Required work:
Retype, without alteration, each line from the line containing "Can you find the brick house" to the final line of the records.

Pointing records:

· · · · ·

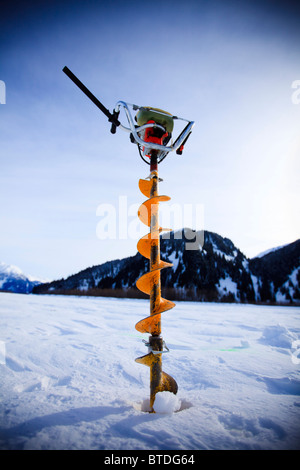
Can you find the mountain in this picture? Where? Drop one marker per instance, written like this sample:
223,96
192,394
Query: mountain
12,279
215,271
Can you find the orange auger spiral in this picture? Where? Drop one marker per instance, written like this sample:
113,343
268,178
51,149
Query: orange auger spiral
149,283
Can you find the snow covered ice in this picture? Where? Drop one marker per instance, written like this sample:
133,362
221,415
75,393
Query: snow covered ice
68,379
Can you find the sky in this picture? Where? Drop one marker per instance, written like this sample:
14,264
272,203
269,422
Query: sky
232,67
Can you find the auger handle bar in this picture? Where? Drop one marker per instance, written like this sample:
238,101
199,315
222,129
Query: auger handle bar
113,118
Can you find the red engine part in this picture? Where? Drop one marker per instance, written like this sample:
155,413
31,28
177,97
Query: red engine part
153,135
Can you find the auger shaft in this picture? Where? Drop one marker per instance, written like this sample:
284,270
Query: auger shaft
155,292
155,342
150,283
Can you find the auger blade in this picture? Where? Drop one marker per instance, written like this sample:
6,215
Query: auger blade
145,243
148,207
149,325
168,384
145,187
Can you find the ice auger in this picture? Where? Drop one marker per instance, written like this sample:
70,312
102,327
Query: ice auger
151,130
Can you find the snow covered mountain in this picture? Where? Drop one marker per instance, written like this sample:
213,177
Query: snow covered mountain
217,271
12,279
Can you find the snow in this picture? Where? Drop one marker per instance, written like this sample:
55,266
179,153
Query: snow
10,270
227,285
68,379
174,259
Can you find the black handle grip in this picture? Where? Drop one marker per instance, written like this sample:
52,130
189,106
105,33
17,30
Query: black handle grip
111,117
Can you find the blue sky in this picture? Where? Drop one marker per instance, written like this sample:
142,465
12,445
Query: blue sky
229,66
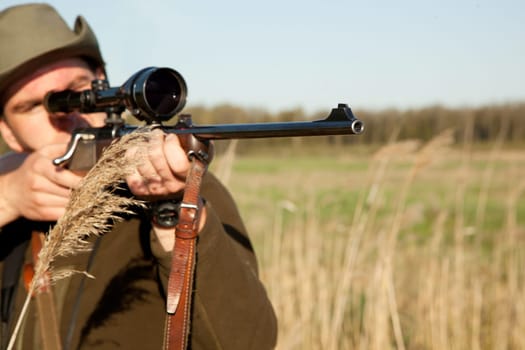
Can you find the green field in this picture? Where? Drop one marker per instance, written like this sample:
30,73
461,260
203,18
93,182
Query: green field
411,246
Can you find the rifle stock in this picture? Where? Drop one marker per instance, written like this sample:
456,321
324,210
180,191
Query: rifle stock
155,95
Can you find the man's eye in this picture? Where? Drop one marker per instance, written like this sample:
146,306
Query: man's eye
28,107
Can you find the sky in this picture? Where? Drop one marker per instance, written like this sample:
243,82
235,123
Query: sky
313,54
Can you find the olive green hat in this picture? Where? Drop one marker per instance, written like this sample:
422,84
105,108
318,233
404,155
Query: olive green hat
33,35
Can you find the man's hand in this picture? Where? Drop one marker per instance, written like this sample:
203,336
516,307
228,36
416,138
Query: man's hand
32,187
162,174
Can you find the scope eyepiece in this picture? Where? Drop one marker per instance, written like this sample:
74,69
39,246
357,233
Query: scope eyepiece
152,94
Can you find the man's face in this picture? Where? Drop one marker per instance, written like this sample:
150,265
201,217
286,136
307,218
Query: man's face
27,126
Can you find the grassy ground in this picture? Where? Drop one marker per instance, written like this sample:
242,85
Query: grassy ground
412,246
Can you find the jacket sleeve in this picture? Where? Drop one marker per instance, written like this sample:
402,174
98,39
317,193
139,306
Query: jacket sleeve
231,309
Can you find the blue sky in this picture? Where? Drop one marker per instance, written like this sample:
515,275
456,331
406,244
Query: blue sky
283,54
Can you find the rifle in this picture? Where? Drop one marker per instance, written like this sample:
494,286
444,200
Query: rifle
155,95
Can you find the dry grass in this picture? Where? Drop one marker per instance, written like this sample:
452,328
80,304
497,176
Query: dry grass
428,256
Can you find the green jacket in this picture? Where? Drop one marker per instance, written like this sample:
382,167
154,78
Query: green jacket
124,306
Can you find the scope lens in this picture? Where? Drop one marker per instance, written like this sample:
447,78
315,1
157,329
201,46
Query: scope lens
164,92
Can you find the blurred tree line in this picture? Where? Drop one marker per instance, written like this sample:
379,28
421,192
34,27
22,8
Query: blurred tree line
506,121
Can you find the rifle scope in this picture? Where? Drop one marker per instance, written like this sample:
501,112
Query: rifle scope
152,94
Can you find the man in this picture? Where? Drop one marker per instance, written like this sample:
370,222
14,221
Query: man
124,306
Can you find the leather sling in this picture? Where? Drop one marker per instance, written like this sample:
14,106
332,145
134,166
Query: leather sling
180,284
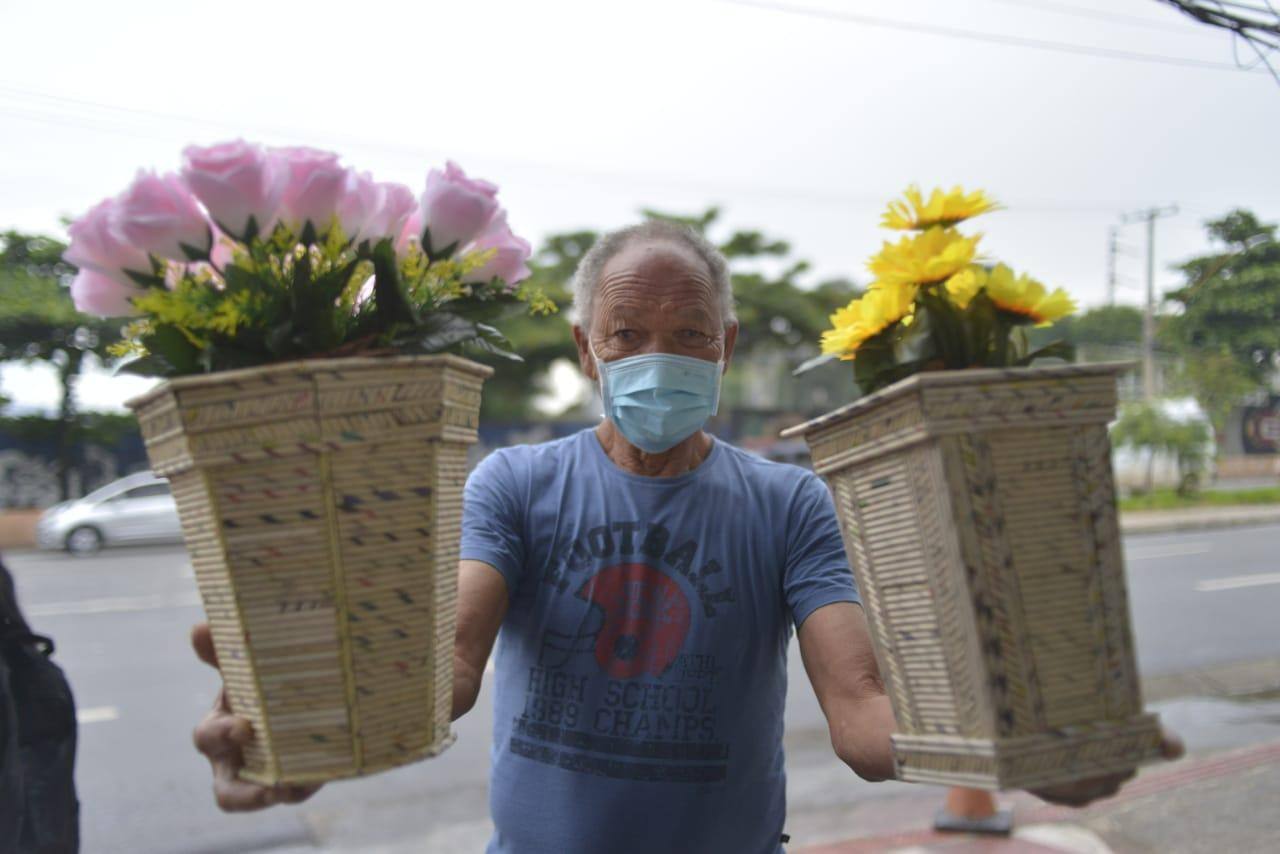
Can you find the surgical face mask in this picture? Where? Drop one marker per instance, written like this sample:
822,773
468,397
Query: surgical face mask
658,400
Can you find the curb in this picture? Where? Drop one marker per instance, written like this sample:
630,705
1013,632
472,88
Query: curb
1038,821
1147,521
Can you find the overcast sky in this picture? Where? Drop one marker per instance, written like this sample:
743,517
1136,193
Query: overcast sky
800,123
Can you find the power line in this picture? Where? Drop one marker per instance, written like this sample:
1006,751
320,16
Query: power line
105,122
1097,14
993,39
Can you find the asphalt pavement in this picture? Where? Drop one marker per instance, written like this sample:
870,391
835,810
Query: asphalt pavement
1200,599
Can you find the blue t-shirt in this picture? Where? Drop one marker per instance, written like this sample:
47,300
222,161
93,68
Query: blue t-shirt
641,665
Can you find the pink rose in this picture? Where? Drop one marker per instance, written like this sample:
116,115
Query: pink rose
316,182
237,183
159,214
96,245
359,205
96,293
510,254
396,205
455,208
410,233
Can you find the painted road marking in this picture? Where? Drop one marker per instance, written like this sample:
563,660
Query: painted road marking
97,715
1176,549
1238,581
113,604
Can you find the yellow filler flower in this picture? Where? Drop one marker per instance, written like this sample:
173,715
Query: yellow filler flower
942,209
1024,296
927,257
869,315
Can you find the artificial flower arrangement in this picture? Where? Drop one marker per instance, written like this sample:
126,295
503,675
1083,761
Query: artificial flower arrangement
251,256
976,493
314,427
935,305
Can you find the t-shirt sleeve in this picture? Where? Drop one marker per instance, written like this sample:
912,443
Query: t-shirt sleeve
493,520
817,569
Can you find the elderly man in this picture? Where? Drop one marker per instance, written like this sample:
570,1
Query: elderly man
643,579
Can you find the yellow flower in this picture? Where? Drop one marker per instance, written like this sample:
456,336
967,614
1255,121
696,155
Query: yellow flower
1024,296
869,315
964,286
942,208
931,256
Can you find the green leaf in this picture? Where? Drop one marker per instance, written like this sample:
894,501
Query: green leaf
947,327
443,330
488,346
147,366
168,343
391,305
145,279
238,278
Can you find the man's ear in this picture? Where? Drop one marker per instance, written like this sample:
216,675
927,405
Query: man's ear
584,352
730,339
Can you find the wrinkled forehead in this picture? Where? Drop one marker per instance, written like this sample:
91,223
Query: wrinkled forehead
657,275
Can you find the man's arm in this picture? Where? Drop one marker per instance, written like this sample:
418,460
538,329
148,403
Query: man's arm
483,602
837,653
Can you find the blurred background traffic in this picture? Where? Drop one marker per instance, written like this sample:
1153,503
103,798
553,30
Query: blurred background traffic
1132,145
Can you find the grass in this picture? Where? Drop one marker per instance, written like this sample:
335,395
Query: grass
1170,499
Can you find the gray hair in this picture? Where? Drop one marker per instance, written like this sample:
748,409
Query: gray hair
586,278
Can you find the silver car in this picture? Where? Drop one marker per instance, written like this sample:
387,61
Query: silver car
137,508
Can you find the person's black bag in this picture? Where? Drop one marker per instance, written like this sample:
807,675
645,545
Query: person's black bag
39,811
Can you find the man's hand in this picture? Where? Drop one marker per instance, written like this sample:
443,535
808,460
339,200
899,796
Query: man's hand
836,648
1086,791
222,735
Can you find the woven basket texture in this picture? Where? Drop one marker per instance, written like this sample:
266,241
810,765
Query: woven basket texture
321,505
978,512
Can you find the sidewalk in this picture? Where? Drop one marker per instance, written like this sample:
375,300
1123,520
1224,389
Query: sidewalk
1201,804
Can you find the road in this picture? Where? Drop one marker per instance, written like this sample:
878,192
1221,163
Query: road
120,622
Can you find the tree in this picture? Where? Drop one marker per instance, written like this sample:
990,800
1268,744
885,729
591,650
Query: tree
1146,427
1228,332
40,323
1257,28
1105,325
775,313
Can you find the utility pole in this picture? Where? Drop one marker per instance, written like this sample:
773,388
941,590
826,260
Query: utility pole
1111,265
1148,316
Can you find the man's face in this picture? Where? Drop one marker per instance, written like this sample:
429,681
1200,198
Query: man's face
654,297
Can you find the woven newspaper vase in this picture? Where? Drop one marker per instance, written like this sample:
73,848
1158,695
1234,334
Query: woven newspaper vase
978,514
321,505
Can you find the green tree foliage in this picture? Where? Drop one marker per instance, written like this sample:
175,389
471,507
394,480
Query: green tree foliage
1228,332
1146,428
40,323
776,314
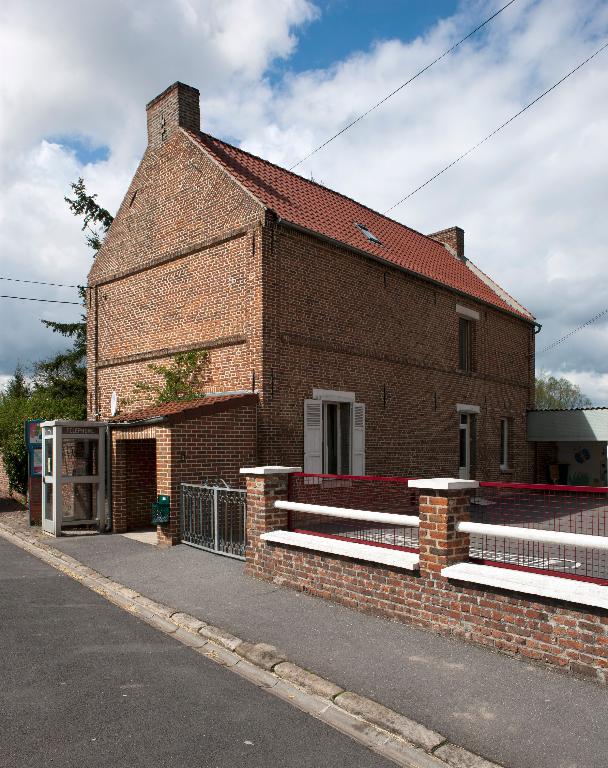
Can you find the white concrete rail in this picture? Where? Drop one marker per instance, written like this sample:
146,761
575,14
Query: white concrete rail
535,534
350,514
394,558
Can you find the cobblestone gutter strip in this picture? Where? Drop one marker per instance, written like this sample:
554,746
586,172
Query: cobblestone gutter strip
390,734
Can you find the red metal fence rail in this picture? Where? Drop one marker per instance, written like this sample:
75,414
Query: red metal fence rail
569,509
372,494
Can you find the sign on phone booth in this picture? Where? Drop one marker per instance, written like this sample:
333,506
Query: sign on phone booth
33,442
73,467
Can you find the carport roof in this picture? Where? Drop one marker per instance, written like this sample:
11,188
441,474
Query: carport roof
171,411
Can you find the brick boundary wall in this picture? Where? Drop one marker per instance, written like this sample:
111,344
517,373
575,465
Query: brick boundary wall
570,636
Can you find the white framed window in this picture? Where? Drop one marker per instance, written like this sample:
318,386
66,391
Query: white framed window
334,435
504,443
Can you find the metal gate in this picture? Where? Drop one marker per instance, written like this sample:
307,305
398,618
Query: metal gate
213,518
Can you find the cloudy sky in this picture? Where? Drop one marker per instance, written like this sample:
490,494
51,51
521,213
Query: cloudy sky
277,77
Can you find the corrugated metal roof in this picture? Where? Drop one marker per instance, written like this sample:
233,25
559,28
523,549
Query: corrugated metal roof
183,407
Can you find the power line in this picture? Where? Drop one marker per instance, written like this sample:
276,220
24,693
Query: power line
38,282
500,127
572,332
48,301
407,82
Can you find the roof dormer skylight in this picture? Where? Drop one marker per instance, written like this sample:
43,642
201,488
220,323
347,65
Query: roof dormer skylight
370,235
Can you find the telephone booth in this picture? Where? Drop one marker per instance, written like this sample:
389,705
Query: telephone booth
73,461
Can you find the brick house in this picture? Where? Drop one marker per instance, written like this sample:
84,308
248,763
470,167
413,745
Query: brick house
372,348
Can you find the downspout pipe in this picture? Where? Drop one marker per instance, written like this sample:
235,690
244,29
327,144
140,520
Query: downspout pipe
109,427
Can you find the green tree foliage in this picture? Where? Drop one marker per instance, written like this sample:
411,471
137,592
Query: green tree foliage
552,392
58,386
180,380
96,220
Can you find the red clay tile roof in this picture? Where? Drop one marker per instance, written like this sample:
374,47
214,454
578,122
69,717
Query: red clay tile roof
185,406
314,207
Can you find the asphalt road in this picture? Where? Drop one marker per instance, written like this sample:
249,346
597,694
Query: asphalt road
84,684
511,712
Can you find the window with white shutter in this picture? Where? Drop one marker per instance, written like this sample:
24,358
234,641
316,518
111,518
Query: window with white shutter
313,436
358,467
334,435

· · · · ·

Finished answer:
Can you find the brick house in this picture? Where? Drop one marker per instance, written like this sample:
84,308
248,763
470,167
413,745
Query: brick house
372,348
Can you find the downspout pipe in this picture? Where? Drop one marker per instance, written like this sample:
235,690
244,29
327,144
140,520
Query: downspout pipe
109,427
Can you find the green tree foliage in this picture? Where? Drop one marker per instance, written like this sample:
411,471
137,592
Query: green tree foliage
552,392
58,386
180,380
96,220
Can you find the red clay tile roof in this picture? Where? Drop one marker per instance, written like this sample:
374,47
214,454
578,122
69,717
Query: red clay tile roof
185,406
314,207
Can you find the asphalt road in this picture? Where? Drop one marker per instance, written like this sample:
249,346
597,694
Query: asphalt road
84,684
511,712
Can you find the window with white shutter in this picture? Where? Drop one marker per instance, written like this sample:
24,358
234,641
316,518
111,518
Query: window with white shutter
313,436
358,467
334,435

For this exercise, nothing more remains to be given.